> **SOURCE DOCUMENT**
%%

# 8 week old HMPK and Salamander HM boys



## Martinismommy (Dec 2, 2010)

Some of you may remember a few weeks ago seeing my 2 spawns I did.....Well here are 2 of the young males the spawns produced....Both spawns are huge so I should have some nice fish available come Spring )


----------



## Fasht (Oct 26, 2011)

The pics are not showing =(


----------



## purplemuffin (Aug 12, 2010)

They are showing for me and they are lovely!


----------



## BeautifulBetta (Nov 12, 2011)

omg...They're so beautiful!!


----------



## tpocicat (Aug 8, 2011)

They are wonderful. Karen, I sure wish I knew how you do it. I want some when they come available


----------



## bettasusa (Nov 1, 2011)

Very Nice!


----------



## bettalover2033 (Feb 17, 2010)

%%

In the forum thread, when does Martinismommy expect to have fish available? Please rely on the forum thread alone.

> **EXTRACTED INFORMATION**
%%

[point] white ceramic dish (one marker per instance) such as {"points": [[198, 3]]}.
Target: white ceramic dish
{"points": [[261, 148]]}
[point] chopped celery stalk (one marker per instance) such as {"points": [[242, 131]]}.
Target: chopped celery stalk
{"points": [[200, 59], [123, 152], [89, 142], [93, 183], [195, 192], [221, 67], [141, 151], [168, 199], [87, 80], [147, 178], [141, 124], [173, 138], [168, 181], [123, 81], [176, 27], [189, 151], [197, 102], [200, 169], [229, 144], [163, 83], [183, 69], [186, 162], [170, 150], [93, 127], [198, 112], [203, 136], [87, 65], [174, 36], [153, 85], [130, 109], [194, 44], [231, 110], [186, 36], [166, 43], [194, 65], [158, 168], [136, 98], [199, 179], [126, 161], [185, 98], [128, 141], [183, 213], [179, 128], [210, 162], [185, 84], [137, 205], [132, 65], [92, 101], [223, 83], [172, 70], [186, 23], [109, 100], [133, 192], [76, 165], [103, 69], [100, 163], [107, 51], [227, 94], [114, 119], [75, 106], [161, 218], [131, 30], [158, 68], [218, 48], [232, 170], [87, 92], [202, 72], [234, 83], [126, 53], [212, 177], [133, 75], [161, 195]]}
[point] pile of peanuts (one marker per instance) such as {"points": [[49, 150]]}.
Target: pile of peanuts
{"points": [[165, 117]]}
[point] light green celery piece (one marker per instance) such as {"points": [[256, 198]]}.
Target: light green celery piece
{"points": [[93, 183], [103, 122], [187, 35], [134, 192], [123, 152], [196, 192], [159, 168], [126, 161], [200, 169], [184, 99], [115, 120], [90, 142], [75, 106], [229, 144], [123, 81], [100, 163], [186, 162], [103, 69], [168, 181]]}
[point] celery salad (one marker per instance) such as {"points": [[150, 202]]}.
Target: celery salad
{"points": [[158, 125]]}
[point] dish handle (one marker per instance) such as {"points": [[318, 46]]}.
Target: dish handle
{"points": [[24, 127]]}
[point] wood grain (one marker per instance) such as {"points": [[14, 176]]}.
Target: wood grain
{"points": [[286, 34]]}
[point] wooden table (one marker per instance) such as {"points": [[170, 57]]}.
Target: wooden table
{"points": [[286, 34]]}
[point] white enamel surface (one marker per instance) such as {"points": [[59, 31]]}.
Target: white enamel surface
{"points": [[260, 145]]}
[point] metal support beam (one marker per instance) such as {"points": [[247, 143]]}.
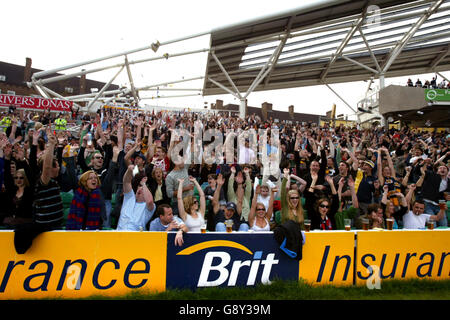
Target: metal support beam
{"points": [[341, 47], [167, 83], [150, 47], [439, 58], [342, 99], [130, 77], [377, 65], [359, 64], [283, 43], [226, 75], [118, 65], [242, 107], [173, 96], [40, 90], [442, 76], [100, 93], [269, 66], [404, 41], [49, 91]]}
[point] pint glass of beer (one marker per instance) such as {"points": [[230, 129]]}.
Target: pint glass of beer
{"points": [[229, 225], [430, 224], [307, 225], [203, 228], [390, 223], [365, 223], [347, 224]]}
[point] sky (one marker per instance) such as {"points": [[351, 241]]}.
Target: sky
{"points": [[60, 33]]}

%%

> **EXERCISE ANSWER**
Come spring.